What you need to do ▸
A. In the blog post about chocolate strawberry oatmeal muffins, list every ingredient named in the paragraph that begins "What I found is that".
B. According to the blog post about chocolate strawberry oatmeal muffins, how much almond milk should you use with whey protein?
C. Pick up the blog post about chocolate strawberry oatmeal muffins after its last sentence and keep writing it.

Document segment ▸
-=-=-

Happy Sunday everyone! Berry season is right around the corner and the selection at the grocery store is already perking up 🙂 If you know me, you know I love me some berries. And you know, sometimes you just want to eat chocolate for breakfast…so I combined them. Because why not? Chocolate covered strawberries are totally thing outside of Valentine’s Day.
If you’ve been following along with the recipes here at PBF, you know that I am totally an oatmeal muffin fiend. They’re so easy to meal prep for the week and are seriously yummy. Since I cut out dairy at the beginning of the year though, I’ve been mostly making overnight oats…which are delicious BUT I always find myself wanting oatmeal muffins! I finally decided to give them a whirl with a plant-based protein.
What I found is that plant-based protein tends to dry things out more than whey protein, so I had to add a bit more almond milk to keep these the right consistency. If you’re using whey protein, you’ll probably need to cut the almond milk back down to about 1/2 cup.

-=-=-

Source material ▸

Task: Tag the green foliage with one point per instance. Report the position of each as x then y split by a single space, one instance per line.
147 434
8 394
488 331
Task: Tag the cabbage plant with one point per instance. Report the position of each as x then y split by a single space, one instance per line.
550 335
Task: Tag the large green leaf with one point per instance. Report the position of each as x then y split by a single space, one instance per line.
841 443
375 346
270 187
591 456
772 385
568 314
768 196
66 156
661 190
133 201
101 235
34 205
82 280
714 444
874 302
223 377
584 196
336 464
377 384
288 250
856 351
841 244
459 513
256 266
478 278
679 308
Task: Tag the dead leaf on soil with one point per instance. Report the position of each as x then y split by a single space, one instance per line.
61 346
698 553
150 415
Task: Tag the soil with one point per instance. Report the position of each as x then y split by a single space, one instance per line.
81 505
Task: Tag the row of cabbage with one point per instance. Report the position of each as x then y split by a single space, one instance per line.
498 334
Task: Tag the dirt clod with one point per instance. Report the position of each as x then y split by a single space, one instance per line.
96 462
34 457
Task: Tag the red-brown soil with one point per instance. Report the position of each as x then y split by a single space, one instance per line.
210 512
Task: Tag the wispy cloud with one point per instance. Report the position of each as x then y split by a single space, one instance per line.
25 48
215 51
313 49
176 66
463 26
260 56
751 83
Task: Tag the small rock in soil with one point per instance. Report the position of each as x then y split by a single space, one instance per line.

-=-=-

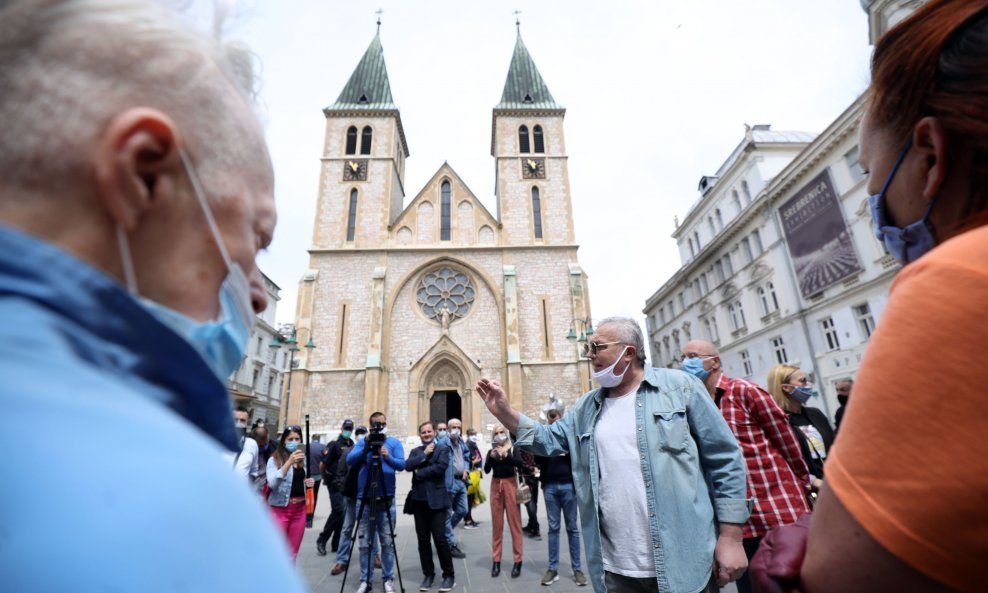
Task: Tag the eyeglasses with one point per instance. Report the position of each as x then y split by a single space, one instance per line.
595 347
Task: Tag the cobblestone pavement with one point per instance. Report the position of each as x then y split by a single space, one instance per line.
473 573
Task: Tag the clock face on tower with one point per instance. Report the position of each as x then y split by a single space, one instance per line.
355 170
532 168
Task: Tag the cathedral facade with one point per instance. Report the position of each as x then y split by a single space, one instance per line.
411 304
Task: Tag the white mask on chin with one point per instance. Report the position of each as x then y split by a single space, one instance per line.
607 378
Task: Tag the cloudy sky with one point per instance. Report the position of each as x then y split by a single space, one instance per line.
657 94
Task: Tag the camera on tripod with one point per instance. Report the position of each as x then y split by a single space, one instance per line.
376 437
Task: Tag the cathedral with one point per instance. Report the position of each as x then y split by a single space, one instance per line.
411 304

-=-=-

Responses by item number ▸
A.
plant-based protein
whey protein
almond milk

B. About 1/2 cup.

C.
Chocolate Covered Strawberry Oatmeal Muffins
- 2 cups rolled oats
- 2 scoops Optimum Nutrition Gold Standard Plant-Based Chocolate Protein Powder
- 1/3 cup Enjoy Life mini chocolate chips
- 3 tbsp dutch cocoa powder
- 1/2 tsp baking powder
- 1 cup strawberries chopped
- 1 cup unsweetened applesauce
- 2/3 cup unsweetened vanilla almond milk
- 2 egg whites
- 2 tbsp maple syrup
- 1 tbsp natural peanut butter
- 1 tsp vanilla extract
Pre-heat oven to 350 degrees. Arrange 7 jumbo silicone baking cups on a baking sheet. Set aside.
Mix all dry ingredients, then add wet ingredients and mix until combined. Scoop batter evenly into baking cups.
Bake for 30-35 minutes or until a toothpick inserted into the center of a muffin comes out mostly clean.
If using whey protein instead of plant-based protein, you may need to decrease the almond milk to about 1/2 cup.